[Recorded data]
-------
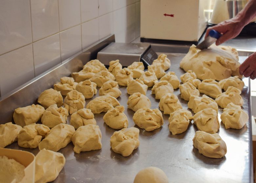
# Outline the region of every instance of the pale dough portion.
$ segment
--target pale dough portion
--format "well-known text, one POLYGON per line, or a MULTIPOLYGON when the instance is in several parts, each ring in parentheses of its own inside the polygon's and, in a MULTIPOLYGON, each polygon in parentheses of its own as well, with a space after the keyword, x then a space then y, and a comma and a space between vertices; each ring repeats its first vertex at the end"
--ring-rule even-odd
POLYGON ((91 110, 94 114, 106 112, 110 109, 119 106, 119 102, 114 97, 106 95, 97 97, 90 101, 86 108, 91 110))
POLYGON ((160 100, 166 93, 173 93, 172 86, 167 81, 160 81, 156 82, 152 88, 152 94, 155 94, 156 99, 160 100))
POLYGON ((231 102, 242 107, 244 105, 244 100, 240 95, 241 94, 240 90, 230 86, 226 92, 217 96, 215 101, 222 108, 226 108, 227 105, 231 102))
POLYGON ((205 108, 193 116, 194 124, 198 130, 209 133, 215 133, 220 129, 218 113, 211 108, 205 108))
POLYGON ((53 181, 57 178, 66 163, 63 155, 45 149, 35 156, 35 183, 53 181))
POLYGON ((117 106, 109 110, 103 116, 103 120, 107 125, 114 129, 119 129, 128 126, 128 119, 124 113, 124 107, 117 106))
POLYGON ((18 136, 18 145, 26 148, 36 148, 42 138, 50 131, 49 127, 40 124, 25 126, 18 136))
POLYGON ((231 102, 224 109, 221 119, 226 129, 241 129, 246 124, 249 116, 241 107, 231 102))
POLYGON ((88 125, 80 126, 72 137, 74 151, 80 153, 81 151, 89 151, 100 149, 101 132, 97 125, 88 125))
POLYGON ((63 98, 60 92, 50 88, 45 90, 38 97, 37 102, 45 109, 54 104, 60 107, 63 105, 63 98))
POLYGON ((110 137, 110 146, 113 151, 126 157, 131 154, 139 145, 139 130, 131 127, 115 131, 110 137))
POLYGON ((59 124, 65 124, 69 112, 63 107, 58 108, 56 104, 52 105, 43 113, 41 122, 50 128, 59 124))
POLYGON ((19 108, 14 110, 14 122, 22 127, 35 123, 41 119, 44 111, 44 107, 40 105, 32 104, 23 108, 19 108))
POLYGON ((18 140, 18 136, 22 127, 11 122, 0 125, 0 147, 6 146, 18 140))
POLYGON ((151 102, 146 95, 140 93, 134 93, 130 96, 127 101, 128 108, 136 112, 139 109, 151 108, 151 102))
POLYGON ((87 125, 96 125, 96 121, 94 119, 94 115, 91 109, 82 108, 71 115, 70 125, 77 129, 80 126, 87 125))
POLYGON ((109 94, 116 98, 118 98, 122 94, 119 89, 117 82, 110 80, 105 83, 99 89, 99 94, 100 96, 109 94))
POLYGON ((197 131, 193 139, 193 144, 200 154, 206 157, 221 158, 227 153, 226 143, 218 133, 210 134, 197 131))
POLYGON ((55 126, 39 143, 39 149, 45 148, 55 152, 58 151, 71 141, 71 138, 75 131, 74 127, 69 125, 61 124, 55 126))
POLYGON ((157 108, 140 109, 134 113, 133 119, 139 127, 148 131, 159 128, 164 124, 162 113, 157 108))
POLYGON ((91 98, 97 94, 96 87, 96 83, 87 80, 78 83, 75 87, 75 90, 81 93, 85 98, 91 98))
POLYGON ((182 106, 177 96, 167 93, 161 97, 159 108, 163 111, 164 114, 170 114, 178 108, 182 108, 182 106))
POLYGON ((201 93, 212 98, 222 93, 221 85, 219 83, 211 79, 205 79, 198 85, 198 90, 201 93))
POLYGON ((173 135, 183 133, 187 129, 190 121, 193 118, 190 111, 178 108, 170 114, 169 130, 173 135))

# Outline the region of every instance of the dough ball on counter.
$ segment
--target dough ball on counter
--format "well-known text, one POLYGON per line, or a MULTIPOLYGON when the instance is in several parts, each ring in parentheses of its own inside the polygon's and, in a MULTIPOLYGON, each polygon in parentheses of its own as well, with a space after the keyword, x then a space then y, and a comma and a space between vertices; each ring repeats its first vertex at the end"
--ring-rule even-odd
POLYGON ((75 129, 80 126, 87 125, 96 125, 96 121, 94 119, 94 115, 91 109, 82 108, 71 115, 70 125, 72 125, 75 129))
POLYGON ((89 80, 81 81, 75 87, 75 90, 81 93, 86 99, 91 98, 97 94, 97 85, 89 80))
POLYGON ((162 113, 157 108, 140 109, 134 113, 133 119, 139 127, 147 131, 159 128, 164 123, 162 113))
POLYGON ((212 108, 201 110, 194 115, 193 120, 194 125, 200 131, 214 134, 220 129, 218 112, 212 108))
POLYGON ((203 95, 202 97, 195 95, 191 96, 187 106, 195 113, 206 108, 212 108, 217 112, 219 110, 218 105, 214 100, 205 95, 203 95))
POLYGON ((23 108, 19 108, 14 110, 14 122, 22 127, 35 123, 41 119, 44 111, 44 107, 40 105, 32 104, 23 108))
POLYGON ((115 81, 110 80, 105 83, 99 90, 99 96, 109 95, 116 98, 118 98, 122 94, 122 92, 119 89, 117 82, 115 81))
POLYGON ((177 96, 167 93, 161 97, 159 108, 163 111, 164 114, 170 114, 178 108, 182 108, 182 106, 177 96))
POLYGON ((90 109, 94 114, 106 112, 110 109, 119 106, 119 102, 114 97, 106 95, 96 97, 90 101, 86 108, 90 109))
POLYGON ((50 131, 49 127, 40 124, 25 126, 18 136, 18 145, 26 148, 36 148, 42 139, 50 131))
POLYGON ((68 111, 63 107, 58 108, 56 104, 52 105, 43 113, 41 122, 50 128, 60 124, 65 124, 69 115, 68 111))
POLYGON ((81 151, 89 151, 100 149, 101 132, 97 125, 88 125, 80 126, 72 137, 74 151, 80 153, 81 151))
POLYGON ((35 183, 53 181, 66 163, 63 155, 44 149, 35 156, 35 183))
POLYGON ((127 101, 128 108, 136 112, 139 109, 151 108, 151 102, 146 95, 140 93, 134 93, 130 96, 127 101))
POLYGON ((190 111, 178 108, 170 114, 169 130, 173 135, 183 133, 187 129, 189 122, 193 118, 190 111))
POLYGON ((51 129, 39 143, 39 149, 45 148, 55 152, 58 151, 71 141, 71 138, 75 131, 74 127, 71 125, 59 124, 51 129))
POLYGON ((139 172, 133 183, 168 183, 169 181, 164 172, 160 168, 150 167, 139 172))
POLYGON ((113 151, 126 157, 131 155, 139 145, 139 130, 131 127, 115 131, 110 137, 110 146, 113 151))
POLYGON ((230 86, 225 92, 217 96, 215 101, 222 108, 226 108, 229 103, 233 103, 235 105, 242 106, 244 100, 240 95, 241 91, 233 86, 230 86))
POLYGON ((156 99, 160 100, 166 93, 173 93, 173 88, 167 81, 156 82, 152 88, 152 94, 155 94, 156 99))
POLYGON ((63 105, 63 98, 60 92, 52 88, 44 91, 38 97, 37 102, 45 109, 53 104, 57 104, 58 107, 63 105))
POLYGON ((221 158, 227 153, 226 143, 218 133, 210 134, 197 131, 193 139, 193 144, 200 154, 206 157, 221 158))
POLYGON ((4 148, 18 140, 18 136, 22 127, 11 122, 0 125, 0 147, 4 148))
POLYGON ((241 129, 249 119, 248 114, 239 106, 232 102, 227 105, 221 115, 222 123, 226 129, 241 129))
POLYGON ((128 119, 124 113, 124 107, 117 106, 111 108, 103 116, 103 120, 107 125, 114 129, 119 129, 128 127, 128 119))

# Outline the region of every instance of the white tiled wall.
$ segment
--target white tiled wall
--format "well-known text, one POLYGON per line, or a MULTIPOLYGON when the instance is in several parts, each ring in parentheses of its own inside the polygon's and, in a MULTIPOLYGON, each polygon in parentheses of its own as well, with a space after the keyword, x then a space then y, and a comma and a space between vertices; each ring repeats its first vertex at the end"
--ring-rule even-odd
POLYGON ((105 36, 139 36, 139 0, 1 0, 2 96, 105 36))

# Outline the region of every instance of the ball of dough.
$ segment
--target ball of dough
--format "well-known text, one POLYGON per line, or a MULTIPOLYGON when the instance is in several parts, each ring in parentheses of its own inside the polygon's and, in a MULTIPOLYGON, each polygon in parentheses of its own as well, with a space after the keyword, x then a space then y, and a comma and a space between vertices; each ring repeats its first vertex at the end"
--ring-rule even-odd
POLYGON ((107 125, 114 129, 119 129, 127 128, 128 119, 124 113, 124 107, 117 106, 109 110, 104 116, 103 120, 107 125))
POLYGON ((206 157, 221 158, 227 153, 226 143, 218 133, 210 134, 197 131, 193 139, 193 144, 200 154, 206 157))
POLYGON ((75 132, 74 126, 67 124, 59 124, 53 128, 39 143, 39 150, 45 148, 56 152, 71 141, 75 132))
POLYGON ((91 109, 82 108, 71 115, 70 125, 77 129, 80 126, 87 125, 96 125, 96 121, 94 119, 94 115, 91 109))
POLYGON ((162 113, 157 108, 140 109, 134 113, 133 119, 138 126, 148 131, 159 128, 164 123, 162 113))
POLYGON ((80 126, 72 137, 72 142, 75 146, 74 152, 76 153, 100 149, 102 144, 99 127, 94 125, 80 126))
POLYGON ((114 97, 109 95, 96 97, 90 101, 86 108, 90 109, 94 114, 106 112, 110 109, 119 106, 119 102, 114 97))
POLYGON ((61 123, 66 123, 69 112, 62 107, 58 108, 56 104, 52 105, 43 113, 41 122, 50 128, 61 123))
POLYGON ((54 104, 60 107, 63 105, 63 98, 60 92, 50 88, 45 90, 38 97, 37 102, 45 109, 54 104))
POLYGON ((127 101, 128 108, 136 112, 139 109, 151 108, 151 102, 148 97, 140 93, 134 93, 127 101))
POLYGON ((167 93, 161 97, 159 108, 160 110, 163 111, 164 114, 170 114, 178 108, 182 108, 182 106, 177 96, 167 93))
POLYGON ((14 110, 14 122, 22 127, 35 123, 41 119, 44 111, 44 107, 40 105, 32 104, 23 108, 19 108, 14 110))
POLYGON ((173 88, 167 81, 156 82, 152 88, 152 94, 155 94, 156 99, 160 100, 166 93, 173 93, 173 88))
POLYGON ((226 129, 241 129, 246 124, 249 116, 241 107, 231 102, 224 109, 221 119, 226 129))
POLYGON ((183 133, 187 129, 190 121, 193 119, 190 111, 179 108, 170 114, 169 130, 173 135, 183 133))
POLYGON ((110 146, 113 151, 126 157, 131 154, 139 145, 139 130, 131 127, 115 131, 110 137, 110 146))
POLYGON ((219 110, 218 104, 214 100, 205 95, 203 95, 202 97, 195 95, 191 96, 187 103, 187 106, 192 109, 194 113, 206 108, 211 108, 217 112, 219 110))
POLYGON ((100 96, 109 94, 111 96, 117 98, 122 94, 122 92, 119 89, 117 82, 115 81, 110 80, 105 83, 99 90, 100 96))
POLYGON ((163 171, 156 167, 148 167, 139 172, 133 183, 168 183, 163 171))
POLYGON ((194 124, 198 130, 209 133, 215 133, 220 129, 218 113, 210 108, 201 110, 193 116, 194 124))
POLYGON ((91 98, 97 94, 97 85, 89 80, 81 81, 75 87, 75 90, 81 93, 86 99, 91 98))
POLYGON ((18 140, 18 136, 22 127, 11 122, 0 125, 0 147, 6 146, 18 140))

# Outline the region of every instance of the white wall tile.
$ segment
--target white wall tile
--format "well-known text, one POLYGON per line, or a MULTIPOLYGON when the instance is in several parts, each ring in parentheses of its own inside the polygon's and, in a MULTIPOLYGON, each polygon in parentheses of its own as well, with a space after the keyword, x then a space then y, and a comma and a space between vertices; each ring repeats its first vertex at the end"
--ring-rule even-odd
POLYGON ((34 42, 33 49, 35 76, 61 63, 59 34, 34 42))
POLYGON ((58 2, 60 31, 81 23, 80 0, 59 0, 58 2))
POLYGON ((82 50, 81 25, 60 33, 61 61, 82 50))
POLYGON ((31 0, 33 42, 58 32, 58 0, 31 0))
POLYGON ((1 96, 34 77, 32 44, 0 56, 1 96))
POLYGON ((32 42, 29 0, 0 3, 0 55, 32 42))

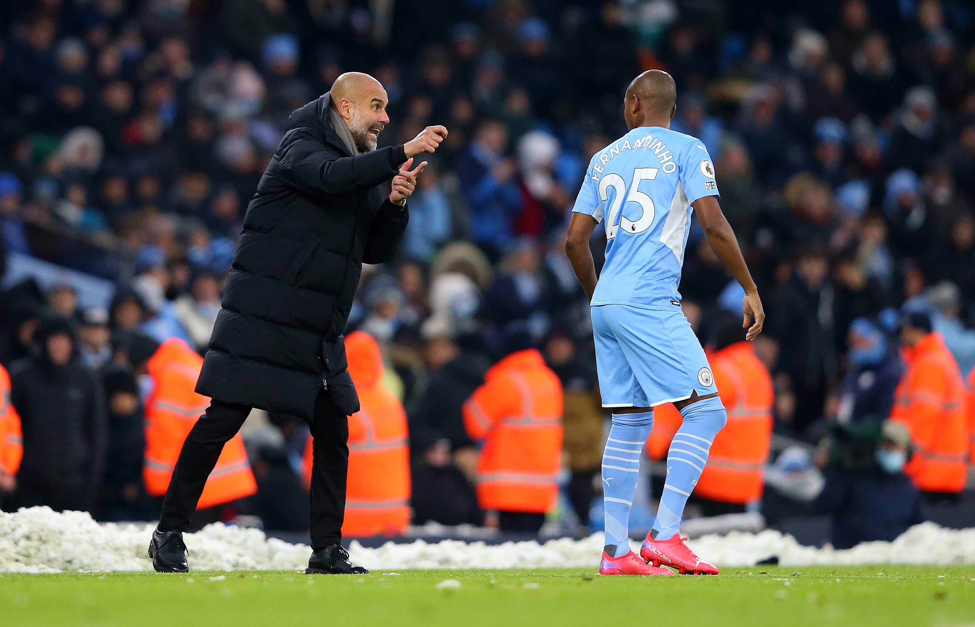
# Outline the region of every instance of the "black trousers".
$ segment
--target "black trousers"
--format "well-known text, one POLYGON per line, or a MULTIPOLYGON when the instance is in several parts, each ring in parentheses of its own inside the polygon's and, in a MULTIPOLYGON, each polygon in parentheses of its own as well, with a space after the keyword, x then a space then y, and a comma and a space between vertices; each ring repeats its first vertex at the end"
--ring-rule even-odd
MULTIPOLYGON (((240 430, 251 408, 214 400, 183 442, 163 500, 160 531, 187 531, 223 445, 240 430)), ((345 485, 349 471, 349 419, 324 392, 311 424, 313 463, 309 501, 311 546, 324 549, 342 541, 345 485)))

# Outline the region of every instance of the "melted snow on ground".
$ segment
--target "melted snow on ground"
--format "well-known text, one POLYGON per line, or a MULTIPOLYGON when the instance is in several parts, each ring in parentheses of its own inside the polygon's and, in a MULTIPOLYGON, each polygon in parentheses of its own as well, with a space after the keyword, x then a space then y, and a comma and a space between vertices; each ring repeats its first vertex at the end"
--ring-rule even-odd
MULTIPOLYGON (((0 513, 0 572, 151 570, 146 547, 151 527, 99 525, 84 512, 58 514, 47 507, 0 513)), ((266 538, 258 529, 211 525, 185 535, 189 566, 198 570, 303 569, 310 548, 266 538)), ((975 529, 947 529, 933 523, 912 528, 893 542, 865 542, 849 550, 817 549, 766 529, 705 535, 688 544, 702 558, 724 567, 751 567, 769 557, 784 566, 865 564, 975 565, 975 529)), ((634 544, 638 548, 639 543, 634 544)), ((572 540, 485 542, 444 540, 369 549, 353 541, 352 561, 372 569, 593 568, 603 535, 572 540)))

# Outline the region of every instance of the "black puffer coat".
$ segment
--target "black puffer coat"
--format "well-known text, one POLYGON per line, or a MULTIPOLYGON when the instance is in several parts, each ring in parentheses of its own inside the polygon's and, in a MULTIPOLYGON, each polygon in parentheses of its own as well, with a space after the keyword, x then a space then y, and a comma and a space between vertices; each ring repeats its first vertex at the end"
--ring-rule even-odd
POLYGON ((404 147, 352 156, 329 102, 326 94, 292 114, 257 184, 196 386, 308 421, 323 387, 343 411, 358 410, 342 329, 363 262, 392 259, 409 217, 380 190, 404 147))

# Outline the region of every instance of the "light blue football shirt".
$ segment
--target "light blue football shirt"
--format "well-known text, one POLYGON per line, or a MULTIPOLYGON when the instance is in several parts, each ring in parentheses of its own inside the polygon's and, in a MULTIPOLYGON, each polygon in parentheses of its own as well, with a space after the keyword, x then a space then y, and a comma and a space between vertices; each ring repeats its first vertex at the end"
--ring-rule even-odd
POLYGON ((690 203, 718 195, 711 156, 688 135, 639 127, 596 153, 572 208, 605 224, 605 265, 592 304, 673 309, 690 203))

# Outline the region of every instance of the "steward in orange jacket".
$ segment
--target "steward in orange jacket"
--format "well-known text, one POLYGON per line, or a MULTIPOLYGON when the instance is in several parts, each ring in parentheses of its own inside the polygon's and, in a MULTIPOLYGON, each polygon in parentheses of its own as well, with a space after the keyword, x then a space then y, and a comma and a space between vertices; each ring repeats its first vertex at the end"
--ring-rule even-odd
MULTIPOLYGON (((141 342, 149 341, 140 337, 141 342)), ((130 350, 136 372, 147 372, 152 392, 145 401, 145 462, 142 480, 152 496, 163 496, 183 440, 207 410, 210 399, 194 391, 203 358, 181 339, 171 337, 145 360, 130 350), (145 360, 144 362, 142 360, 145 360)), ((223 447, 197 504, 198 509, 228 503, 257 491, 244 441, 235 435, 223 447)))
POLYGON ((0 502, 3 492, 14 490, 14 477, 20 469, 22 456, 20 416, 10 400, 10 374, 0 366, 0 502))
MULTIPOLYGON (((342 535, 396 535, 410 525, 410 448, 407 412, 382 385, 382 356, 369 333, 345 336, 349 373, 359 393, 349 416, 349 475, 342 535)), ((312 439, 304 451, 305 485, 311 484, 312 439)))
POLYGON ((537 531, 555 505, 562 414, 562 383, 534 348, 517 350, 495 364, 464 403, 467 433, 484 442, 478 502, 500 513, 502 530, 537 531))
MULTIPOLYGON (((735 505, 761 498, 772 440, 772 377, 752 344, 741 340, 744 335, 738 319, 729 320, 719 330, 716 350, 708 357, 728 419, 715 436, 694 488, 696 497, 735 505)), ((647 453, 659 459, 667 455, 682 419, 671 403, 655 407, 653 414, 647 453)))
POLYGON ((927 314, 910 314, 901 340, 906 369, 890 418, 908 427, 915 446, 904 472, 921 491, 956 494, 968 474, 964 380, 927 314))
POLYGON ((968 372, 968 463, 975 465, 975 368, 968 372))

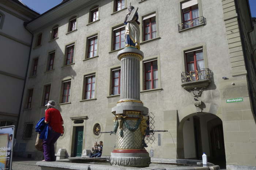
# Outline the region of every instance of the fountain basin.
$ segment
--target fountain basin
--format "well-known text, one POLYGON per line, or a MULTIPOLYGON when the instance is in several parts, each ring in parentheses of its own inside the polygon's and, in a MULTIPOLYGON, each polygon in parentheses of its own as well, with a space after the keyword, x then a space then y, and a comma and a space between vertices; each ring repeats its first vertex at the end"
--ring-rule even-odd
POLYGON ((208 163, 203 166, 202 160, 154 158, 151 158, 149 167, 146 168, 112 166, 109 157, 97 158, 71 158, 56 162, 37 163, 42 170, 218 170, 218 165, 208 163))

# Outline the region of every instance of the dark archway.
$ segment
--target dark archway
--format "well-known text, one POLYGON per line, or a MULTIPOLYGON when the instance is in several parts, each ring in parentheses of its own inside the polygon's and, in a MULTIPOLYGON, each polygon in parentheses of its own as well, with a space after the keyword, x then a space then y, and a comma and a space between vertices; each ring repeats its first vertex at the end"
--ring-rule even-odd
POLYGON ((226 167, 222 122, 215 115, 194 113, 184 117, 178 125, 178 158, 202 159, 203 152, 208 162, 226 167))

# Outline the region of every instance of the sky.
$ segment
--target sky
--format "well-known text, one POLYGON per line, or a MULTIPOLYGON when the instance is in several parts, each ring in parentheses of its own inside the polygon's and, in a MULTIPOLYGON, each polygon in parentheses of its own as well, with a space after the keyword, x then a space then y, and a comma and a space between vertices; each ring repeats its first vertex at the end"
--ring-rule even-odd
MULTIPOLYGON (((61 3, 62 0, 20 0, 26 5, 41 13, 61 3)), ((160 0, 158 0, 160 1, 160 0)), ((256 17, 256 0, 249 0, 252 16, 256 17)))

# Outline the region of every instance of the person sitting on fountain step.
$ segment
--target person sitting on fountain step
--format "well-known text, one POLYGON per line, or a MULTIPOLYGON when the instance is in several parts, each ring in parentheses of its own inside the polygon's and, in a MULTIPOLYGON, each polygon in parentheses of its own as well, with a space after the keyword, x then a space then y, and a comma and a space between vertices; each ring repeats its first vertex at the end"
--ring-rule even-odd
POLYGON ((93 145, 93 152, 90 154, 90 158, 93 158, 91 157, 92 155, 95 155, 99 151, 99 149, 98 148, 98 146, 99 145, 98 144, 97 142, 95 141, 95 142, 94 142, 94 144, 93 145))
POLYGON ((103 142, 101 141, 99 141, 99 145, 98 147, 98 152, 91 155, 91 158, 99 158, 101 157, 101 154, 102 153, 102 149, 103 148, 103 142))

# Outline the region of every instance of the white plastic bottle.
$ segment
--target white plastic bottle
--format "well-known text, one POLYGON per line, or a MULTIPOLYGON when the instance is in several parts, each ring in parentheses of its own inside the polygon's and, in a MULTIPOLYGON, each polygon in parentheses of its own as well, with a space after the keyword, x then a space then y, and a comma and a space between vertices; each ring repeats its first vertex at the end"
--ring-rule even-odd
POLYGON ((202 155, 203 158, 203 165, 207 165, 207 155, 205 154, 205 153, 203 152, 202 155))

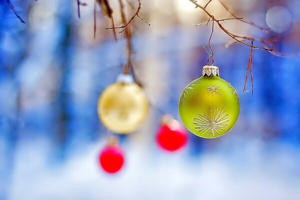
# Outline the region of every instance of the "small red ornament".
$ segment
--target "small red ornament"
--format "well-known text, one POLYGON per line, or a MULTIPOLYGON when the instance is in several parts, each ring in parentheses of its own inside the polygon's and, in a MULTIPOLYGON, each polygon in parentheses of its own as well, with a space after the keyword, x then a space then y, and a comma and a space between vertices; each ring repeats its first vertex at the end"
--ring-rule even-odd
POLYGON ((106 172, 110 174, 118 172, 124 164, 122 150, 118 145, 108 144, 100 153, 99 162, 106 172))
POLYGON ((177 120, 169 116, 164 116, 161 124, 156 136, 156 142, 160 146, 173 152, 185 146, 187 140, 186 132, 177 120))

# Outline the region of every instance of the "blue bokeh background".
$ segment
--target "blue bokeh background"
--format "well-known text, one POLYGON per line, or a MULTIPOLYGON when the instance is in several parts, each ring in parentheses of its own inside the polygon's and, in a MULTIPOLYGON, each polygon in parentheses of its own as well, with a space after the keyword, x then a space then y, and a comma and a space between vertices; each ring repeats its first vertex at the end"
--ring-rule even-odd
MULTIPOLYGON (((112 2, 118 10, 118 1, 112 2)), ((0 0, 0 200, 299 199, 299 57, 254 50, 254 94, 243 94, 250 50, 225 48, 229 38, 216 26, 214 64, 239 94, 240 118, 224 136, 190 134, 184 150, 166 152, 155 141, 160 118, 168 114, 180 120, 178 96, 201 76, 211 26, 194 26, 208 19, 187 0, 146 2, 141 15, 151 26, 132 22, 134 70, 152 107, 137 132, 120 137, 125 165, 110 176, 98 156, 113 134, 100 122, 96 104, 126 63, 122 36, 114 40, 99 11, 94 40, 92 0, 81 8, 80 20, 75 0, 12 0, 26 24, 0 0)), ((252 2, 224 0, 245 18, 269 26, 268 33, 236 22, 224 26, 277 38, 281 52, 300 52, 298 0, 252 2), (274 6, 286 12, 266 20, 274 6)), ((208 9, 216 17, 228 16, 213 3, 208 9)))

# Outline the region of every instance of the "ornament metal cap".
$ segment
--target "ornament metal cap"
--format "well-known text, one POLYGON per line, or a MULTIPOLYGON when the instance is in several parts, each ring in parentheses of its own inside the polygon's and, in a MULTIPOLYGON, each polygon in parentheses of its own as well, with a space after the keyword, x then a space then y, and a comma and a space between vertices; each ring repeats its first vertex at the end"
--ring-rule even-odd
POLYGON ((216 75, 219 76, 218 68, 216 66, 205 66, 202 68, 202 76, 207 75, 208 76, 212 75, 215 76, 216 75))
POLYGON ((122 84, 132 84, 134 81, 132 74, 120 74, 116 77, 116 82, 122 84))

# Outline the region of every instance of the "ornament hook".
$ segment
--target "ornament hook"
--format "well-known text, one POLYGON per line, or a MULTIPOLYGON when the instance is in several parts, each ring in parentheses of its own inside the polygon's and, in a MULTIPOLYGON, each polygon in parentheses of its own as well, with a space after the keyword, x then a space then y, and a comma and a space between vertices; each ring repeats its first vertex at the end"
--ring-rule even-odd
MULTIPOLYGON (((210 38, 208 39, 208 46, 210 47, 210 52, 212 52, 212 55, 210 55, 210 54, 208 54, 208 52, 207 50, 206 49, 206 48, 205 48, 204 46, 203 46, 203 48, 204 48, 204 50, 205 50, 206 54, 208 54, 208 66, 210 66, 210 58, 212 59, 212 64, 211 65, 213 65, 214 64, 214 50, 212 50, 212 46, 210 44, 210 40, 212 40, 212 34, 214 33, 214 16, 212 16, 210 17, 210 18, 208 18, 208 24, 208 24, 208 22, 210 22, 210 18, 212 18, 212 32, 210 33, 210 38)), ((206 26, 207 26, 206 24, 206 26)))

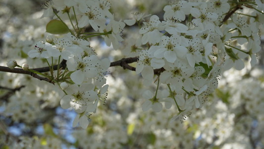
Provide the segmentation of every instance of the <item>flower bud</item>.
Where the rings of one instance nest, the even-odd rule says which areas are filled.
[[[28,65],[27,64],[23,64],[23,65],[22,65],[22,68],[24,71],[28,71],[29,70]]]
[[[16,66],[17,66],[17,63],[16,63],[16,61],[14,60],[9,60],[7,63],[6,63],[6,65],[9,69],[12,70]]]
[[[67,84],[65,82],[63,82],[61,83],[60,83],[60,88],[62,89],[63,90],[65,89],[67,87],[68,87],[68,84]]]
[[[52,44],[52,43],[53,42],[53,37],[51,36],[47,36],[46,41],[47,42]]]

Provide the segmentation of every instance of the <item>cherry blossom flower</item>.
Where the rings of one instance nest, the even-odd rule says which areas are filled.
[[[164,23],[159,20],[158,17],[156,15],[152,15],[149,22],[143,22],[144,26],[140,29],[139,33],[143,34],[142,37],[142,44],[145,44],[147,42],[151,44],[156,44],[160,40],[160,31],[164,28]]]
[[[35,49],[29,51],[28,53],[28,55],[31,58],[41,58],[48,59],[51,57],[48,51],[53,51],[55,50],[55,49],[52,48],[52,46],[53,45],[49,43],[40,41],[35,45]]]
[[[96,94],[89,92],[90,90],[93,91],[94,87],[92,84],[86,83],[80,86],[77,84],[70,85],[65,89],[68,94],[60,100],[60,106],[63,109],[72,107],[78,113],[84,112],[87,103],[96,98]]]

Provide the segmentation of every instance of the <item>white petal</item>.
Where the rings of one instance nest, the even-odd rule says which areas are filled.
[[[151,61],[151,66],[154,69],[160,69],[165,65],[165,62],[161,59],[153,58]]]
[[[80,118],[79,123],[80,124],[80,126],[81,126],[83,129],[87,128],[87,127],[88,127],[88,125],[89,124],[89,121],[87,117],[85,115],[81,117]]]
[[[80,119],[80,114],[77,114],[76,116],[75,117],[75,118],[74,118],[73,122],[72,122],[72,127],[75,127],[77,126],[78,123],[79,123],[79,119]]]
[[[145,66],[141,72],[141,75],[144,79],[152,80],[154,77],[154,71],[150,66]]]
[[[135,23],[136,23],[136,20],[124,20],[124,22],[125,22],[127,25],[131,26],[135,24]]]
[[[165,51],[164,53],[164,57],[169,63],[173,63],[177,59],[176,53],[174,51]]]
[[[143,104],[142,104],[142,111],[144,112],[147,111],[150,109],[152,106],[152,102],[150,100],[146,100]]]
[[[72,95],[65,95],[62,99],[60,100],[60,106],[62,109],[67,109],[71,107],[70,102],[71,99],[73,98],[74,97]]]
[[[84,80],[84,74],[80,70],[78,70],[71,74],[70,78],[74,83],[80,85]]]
-------
Brief: Rewrite the lines between the one holding "# Outline the region of every instance of the sky." and the one holding "POLYGON ((103 142, 101", inclusive, as a Markdown table with columns Row and Line. Number each line and leave out blank lines.

Reply to the task:
| Row | Line |
|---|---|
| 1 | # Outline the region of every instance of the sky. |
| 2 | $ segment |
| 3 | --target sky |
| 4 | --format "well-known text, one POLYGON per line, or a MULTIPOLYGON when the instance is in several parts, each ring in parentheses of its own inside the polygon's and, in a MULTIPOLYGON, each polygon in parentheses of its own as well, with a space after the keyword, x then a space then y, and a comma and a space between vertices; each ring repeats its first vertex at the end" |
| 5 | --ring-rule even-odd |
| 6 | MULTIPOLYGON (((61 3, 62 0, 20 0, 26 5, 41 13, 61 3)), ((160 0, 158 0, 160 1, 160 0)), ((256 17, 256 0, 249 0, 252 16, 256 17))) |
| 7 | # Outline the region of every instance of the person sitting on fountain step. |
| 8 | $ segment |
| 9 | --target person sitting on fountain step |
| 10 | --format "well-known text, one POLYGON per line, or a MULTIPOLYGON when the instance is in several parts, each ring in parentheses of its own inside the polygon's and, in a MULTIPOLYGON, each polygon in parentheses of its own as well, with a space after the keyword, x then a space then y, and a comma and a space between vertices; each ring repeats its first vertex at the end" |
| 11 | --ring-rule even-odd |
| 12 | POLYGON ((93 145, 93 152, 90 154, 90 158, 93 158, 91 157, 92 155, 95 155, 99 151, 99 149, 98 148, 98 146, 99 145, 98 144, 97 142, 95 141, 95 142, 94 142, 94 144, 93 145)) |
| 13 | POLYGON ((103 142, 101 141, 99 141, 99 145, 98 147, 98 152, 91 155, 91 158, 99 158, 101 157, 101 154, 102 153, 102 149, 103 148, 103 142)) |